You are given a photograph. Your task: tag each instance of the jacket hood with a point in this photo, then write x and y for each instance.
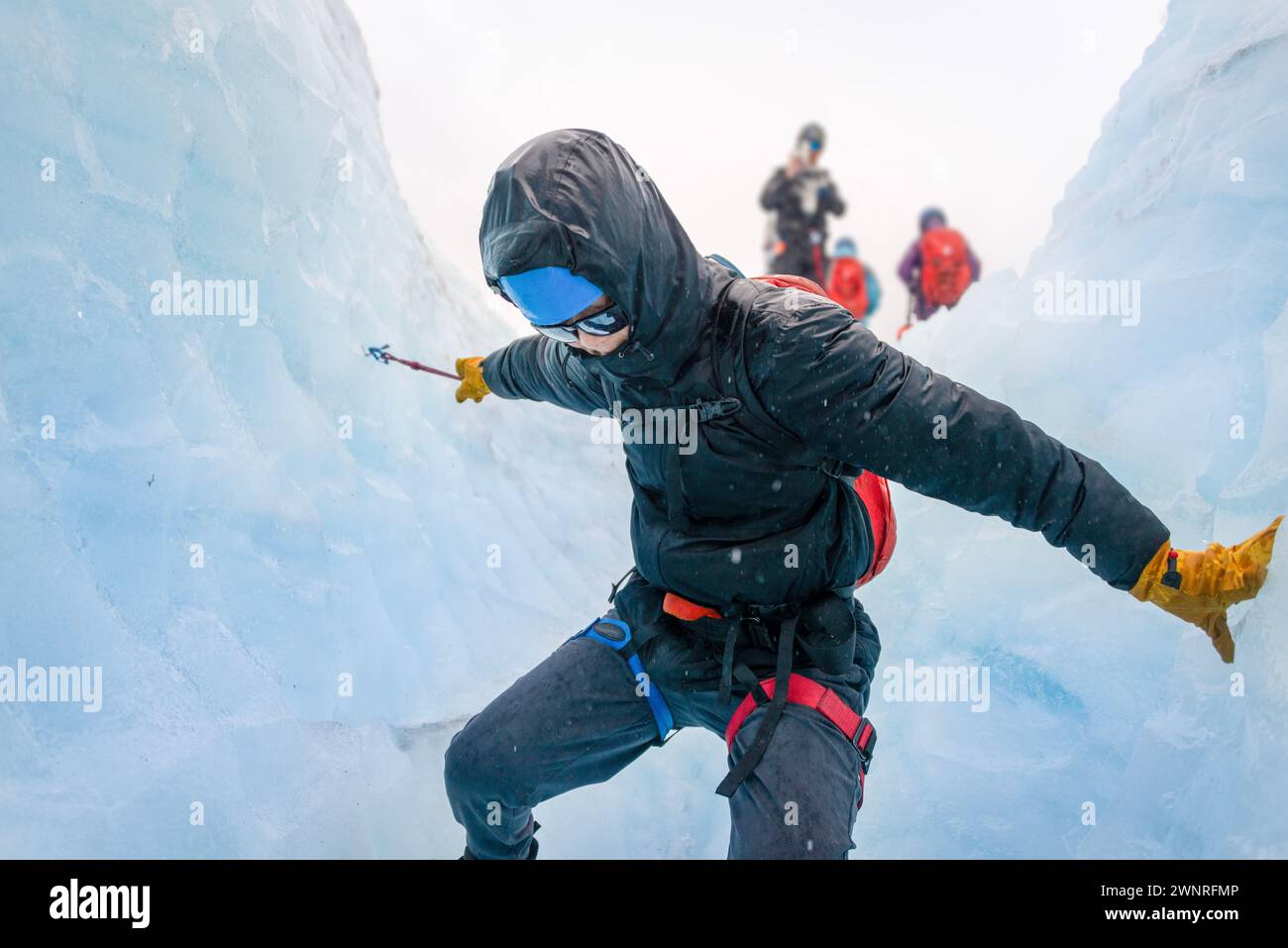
(576, 198)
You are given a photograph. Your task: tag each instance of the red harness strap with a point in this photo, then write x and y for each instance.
(810, 693)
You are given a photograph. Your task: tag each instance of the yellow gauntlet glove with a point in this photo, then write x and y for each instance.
(472, 378)
(1201, 586)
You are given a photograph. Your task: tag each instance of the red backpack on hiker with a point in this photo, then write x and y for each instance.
(848, 285)
(872, 488)
(944, 266)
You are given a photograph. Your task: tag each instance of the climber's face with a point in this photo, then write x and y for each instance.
(597, 346)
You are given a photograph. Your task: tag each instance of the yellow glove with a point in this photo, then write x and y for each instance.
(1201, 586)
(472, 378)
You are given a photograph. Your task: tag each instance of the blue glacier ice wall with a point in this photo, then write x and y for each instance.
(429, 557)
(1115, 730)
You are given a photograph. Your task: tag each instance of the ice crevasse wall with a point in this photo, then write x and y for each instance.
(299, 571)
(294, 566)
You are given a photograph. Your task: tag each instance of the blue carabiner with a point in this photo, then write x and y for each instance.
(617, 635)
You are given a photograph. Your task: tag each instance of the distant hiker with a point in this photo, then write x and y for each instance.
(851, 282)
(938, 266)
(799, 197)
(738, 614)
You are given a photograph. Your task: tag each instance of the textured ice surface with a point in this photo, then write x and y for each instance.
(442, 550)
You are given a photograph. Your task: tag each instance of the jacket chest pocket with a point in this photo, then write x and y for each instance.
(732, 480)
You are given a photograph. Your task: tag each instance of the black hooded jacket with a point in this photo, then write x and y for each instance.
(739, 519)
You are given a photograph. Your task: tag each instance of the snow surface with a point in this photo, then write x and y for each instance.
(445, 549)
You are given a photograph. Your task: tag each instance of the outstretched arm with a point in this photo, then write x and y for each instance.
(859, 401)
(542, 369)
(850, 397)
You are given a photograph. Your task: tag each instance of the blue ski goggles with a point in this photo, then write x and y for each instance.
(549, 296)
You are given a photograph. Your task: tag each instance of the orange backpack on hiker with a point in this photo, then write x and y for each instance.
(872, 488)
(944, 266)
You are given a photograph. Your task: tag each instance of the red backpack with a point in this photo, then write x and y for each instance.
(848, 286)
(872, 488)
(944, 266)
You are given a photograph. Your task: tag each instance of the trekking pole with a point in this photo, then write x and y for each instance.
(380, 353)
(907, 320)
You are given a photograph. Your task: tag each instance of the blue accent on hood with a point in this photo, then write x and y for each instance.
(549, 295)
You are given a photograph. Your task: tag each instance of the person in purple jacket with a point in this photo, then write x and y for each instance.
(949, 252)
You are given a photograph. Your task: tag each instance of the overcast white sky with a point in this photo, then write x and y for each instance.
(984, 108)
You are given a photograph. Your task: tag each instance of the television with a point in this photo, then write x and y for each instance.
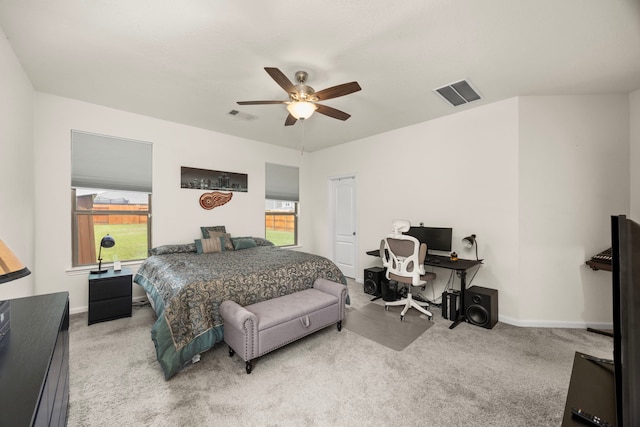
(436, 238)
(625, 240)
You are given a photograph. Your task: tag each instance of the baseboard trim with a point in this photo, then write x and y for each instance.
(553, 323)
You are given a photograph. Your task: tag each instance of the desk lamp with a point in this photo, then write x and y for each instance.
(469, 242)
(400, 225)
(106, 242)
(10, 269)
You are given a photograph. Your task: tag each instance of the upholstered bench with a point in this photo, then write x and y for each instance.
(257, 329)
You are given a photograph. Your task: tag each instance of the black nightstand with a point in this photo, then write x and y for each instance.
(109, 295)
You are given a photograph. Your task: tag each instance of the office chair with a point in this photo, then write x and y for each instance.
(403, 257)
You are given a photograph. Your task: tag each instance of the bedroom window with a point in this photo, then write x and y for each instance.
(281, 205)
(110, 194)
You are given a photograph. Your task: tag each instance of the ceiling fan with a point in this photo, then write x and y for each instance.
(303, 99)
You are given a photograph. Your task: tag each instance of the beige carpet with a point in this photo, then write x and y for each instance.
(467, 377)
(384, 327)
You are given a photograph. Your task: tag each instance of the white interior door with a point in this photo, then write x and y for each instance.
(344, 220)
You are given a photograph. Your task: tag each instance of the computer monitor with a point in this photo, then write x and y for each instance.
(436, 238)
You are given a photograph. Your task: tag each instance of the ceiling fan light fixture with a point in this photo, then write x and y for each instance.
(301, 110)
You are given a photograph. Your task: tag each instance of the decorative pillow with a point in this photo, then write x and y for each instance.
(262, 242)
(218, 228)
(225, 237)
(173, 249)
(243, 243)
(205, 246)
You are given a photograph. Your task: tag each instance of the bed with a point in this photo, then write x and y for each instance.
(186, 289)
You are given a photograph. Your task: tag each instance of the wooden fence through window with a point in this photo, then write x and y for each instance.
(280, 221)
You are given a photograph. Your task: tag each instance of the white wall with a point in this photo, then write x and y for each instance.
(177, 214)
(458, 171)
(16, 167)
(535, 178)
(634, 137)
(574, 174)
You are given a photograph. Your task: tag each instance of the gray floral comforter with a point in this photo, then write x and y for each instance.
(187, 289)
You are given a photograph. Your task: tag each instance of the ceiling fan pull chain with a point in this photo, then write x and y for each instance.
(302, 148)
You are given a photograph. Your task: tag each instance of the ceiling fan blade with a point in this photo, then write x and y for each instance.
(281, 79)
(290, 120)
(332, 112)
(336, 91)
(260, 102)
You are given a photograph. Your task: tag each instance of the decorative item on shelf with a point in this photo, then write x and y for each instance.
(469, 242)
(106, 242)
(10, 269)
(212, 200)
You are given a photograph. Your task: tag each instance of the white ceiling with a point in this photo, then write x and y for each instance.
(189, 61)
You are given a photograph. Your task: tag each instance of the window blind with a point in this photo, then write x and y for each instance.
(282, 182)
(99, 161)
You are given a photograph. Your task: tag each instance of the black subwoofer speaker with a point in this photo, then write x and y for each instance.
(481, 306)
(373, 278)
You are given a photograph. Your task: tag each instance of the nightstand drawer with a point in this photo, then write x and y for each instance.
(109, 309)
(109, 288)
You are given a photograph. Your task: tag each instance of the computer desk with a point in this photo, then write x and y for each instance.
(460, 267)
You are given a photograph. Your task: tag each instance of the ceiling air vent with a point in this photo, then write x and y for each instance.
(458, 93)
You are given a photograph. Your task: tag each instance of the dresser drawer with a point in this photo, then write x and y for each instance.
(109, 309)
(109, 288)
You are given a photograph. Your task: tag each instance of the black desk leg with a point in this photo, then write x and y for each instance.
(461, 315)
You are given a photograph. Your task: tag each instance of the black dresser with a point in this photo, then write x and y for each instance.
(109, 295)
(34, 362)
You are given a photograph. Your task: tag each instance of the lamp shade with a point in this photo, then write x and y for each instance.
(400, 225)
(107, 242)
(10, 266)
(469, 241)
(301, 109)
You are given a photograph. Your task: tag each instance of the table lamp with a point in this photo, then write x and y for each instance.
(106, 242)
(10, 269)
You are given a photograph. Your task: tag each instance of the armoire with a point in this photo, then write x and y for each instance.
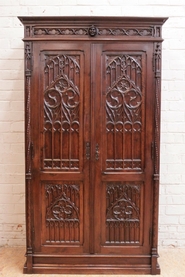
(92, 144)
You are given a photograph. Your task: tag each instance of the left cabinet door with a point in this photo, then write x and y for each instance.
(60, 107)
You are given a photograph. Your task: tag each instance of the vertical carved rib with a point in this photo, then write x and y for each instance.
(157, 68)
(28, 62)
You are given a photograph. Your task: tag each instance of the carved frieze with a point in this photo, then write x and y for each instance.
(93, 31)
(123, 212)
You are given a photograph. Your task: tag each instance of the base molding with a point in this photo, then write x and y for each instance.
(88, 266)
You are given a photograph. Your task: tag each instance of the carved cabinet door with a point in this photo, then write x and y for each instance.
(61, 158)
(123, 132)
(92, 139)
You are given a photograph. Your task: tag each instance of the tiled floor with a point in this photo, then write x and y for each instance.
(172, 262)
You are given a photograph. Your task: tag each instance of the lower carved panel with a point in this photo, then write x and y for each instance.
(123, 212)
(62, 213)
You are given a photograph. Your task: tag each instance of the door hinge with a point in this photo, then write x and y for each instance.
(153, 62)
(32, 150)
(150, 236)
(87, 150)
(152, 150)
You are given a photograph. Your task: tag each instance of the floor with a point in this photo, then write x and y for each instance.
(172, 262)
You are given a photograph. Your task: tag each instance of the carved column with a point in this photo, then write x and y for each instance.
(28, 70)
(157, 71)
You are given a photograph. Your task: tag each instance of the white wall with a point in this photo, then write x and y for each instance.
(172, 190)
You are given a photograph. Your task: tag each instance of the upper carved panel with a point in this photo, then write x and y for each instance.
(61, 112)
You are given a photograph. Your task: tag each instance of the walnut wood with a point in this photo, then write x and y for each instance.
(92, 121)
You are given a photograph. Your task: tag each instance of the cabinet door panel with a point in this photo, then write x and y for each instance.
(124, 170)
(61, 186)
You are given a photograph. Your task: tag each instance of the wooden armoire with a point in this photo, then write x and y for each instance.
(92, 128)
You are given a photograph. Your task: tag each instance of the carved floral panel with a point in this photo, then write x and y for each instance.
(62, 112)
(62, 213)
(123, 212)
(124, 112)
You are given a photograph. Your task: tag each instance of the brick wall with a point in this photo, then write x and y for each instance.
(172, 189)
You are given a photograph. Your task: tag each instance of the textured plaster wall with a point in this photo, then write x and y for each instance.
(172, 181)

■ ■ ■

Give back exactly the lines from the one containing "of the floor" to the end of the material, both ends included.

You are given a photograph. Your task: tag each instance of the floor with a point in this photo, then write x and y for each instance.
(172, 262)
You are given a photograph. Your task: tag each instance of the carved column with a point in this photo, then write x and y for each instance.
(28, 70)
(157, 71)
You are given a photograph. Your task: tag each instance of the white wall with a point in this photo, then write x and y for each instance.
(172, 190)
You are given a photograph. Your task: tag each instance of the upper carved panel with a point in this photo, then write x and y for each instance.
(61, 112)
You are given a photograph. Your task: tag each instance of the walnut wood with a point in this photo, then write x and y for each instance.
(92, 121)
You are given a photograph. Your task: tag each instance of the cabinet door panel with a point in this photo, then write x and y for each instance.
(124, 170)
(61, 186)
You are given a photograph. Your task: tag each instance of the wooden armoire with a point in this photo, then write x and y for each instance.
(92, 128)
You are given a photograph. Your task: tag each instance of the carved floral panel with a point in this photo, then write x and y for each instance.
(62, 112)
(62, 213)
(123, 212)
(124, 112)
You are given a photograph. Your task: tag each instance of the brick wall with a point in this photo, then write x and y for each instance.
(172, 189)
You are given a photograph. Your task: tag each instance of the textured plaster wall with a point in this photo, then write x and y for each instance.
(172, 181)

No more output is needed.